> **Material supplied**
↓↓↓
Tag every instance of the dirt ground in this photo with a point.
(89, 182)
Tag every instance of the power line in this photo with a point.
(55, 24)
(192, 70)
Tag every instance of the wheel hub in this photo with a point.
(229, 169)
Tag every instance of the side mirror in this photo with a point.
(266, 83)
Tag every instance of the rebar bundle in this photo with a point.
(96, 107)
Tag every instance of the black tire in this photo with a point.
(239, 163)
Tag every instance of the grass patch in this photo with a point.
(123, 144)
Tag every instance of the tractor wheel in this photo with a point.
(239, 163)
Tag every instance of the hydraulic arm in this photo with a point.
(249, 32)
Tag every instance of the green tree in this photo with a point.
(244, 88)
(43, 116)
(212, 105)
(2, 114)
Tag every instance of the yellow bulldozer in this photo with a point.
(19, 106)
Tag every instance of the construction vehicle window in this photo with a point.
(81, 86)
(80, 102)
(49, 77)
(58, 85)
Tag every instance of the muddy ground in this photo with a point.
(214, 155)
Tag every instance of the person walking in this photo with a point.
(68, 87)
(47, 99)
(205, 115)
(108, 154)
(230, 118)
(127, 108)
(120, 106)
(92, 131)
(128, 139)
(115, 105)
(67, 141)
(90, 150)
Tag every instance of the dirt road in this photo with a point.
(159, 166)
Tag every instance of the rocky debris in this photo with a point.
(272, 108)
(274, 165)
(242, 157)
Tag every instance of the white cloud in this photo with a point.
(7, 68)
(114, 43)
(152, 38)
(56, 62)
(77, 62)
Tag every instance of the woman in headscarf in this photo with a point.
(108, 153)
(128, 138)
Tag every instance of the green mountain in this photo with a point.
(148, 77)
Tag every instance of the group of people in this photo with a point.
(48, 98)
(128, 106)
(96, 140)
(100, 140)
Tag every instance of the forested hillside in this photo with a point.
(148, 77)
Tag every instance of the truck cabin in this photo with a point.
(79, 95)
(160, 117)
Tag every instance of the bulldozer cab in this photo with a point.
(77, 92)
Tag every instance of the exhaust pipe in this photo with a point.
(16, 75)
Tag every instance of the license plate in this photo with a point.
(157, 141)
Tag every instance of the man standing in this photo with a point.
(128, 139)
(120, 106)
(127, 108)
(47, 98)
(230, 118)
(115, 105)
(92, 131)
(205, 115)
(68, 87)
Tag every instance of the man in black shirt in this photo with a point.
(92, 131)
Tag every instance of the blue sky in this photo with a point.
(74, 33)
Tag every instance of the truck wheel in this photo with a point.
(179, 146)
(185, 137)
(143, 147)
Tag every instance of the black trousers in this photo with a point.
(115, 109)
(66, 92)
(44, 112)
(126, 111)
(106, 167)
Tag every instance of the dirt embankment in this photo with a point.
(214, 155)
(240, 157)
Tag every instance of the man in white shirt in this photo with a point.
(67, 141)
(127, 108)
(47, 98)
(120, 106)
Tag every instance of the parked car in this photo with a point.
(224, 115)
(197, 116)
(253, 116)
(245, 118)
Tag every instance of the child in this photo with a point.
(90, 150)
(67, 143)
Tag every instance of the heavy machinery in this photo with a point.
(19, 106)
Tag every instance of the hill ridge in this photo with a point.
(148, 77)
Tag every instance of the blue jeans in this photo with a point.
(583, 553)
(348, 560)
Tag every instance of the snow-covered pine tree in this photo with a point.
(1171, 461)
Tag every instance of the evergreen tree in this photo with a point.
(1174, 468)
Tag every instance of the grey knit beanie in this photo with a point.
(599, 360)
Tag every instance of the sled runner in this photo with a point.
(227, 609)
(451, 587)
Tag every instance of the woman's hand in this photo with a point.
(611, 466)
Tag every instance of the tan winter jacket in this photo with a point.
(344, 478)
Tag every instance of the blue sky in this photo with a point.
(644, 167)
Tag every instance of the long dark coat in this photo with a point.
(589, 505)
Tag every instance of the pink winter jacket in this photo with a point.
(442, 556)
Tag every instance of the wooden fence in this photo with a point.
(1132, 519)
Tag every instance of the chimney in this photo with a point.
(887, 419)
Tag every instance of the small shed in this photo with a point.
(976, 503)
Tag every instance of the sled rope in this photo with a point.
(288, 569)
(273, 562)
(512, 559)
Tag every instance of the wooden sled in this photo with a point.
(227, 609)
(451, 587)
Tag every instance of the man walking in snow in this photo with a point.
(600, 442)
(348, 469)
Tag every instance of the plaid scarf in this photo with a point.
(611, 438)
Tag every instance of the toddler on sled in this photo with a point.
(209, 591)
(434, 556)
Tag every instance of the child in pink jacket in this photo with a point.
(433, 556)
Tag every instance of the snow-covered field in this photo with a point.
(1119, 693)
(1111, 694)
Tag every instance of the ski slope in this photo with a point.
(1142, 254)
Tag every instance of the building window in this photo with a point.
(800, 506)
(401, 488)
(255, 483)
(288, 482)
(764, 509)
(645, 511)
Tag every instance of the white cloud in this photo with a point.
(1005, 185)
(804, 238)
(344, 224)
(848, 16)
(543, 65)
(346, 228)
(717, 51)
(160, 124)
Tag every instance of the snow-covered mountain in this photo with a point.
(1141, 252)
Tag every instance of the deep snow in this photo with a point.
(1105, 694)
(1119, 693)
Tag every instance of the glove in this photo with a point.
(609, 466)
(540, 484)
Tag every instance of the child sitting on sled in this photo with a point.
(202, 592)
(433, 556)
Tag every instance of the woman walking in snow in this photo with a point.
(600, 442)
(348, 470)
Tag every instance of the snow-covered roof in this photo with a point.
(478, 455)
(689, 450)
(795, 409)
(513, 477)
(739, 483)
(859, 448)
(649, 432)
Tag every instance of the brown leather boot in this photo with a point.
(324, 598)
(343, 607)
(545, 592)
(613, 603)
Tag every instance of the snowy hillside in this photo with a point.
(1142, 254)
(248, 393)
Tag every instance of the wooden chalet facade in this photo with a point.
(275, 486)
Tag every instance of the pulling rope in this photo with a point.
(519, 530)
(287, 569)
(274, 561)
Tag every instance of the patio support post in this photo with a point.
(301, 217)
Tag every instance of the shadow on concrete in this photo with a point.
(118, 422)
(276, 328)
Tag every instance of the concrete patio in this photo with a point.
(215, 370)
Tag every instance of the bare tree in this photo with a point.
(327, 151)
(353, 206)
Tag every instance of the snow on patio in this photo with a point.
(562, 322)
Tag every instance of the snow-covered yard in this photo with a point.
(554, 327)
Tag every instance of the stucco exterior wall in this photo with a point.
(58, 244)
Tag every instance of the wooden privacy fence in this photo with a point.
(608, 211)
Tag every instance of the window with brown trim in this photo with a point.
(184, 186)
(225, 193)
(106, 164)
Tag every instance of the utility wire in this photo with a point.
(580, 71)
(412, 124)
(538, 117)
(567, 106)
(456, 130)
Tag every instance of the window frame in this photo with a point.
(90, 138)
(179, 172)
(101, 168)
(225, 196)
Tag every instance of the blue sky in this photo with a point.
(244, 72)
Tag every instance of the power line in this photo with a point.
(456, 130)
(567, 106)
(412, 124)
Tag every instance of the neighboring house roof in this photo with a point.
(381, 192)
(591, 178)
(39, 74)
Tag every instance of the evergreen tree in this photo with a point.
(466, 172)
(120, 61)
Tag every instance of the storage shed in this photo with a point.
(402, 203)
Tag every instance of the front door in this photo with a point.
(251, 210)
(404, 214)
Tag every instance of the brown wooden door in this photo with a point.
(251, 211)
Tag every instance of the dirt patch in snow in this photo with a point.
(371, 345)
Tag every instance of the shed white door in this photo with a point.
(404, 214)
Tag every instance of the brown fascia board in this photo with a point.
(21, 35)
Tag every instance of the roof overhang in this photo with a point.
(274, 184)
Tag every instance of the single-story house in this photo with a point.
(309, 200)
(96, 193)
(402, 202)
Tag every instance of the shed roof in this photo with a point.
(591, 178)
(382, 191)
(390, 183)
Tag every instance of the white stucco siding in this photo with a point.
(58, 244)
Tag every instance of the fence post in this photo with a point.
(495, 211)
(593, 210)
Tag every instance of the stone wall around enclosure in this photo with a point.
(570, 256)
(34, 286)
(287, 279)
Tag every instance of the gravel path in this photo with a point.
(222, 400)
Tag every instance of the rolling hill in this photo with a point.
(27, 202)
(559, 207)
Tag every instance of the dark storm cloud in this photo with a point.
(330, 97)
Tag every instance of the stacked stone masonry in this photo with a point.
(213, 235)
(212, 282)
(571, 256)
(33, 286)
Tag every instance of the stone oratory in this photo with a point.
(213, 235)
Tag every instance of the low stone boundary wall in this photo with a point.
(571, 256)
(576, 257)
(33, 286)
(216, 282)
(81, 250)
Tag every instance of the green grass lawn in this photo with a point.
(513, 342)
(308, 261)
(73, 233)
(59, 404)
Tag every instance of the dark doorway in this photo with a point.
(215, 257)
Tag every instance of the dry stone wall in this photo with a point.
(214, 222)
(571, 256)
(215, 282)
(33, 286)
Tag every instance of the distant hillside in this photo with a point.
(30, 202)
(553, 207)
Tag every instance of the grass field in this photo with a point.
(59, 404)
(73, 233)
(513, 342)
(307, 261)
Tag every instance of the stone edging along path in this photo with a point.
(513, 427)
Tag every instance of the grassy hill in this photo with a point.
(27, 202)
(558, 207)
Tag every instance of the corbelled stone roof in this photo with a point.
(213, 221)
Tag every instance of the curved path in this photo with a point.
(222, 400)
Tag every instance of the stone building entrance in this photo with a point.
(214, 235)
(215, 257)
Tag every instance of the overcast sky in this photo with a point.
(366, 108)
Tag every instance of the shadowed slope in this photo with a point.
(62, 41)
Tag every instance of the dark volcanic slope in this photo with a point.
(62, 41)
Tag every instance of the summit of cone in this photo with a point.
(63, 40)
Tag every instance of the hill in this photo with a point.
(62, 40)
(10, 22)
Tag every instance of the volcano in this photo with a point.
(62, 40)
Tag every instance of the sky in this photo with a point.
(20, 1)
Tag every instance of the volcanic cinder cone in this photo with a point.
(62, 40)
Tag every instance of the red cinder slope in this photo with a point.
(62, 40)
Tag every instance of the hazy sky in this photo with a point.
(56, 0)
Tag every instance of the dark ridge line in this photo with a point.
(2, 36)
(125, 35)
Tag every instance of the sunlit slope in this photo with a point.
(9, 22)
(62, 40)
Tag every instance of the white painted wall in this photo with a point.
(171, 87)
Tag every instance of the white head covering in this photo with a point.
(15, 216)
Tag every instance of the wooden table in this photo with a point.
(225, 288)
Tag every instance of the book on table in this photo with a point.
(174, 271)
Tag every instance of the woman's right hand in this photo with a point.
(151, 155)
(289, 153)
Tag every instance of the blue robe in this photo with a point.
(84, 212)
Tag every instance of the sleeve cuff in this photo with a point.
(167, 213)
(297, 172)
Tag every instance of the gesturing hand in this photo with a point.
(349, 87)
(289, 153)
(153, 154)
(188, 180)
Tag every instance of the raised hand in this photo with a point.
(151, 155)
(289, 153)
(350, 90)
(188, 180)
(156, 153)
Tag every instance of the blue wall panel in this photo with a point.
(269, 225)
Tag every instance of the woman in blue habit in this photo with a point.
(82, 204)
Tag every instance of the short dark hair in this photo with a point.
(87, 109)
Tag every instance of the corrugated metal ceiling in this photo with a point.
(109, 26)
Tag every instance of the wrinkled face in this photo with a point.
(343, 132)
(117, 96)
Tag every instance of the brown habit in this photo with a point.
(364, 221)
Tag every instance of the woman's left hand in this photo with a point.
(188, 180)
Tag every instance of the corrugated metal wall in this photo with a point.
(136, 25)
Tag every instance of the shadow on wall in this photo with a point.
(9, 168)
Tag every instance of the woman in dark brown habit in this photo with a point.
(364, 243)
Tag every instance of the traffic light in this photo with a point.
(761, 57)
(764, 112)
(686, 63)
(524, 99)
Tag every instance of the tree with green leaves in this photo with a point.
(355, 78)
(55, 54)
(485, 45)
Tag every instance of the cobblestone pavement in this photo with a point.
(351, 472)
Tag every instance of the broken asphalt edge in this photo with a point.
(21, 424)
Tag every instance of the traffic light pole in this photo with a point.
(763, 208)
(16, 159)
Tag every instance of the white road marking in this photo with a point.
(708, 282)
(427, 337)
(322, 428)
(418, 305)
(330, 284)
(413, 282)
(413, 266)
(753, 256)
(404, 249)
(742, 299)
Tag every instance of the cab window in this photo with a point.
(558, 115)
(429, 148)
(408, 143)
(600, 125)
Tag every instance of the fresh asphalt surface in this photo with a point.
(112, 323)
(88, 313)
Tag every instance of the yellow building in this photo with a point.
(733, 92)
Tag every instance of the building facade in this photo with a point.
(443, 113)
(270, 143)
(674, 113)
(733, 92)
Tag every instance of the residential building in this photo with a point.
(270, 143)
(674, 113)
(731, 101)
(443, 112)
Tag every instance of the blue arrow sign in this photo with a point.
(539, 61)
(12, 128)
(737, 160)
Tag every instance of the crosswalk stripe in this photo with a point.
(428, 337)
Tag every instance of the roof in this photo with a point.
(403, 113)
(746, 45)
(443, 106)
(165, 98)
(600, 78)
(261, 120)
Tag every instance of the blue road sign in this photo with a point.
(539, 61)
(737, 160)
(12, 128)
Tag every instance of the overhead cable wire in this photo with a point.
↑↑↑
> **What the exercise asks**
Copy exactly the line containing "Tag every instance of the residential" and every line after it, ending with the last line of the records above.

> **Response below**
Tag every instance of the residential building in this photo with a point.
(270, 143)
(674, 113)
(731, 101)
(443, 112)
Tag every instance of the blue arrow sign in this photo with a point.
(539, 61)
(12, 128)
(737, 160)
Tag every instance of the crosswalk stripe in this photo with a point.
(428, 337)
Tag every instance of the roof in this photo with a point.
(403, 113)
(746, 45)
(443, 106)
(165, 98)
(600, 78)
(261, 120)
Tag every instance of the blue road sign in this photo with a point.
(539, 61)
(737, 160)
(12, 128)
Tag every instance of the overhead cable wire in this photo with a point.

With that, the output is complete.